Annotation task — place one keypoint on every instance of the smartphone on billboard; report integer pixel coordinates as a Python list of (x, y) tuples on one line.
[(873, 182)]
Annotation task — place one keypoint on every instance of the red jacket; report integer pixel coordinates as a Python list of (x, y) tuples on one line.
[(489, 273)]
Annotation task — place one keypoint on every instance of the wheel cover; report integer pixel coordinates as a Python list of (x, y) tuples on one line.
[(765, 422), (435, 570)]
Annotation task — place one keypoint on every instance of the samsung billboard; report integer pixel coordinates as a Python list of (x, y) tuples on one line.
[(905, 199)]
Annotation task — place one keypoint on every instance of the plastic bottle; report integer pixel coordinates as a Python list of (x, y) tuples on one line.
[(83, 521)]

━━━━

Task requirements - Reproduce all the records above word for word, keeping each line as it appears.

Solution for this task -
Annotation task — place one keypoint on every instance of the smartphone on billboard; report integer pixel coordinates as a Python list of (x, y) tuples on one line.
[(873, 182)]
Annotation task — place one keypoint on every instance of the red jacket; report integer pixel coordinates as a Python list of (x, y) tuples on one line.
[(489, 273)]
Annotation task — place one keypoint on every instance of the wheel cover; report integer pixel coordinates as a Python list of (x, y) tuples on one line.
[(765, 422), (435, 570)]
Annotation task — place one keypoint on every instance of the samsung billboard; report integer pixel coordinates as a Python list of (x, y) tuples on one line.
[(905, 199)]
Annotation task — place one keypoint on every instance of the plastic bottle; report integer pixel coordinates as a Python list of (x, y) tuples on one line.
[(83, 521)]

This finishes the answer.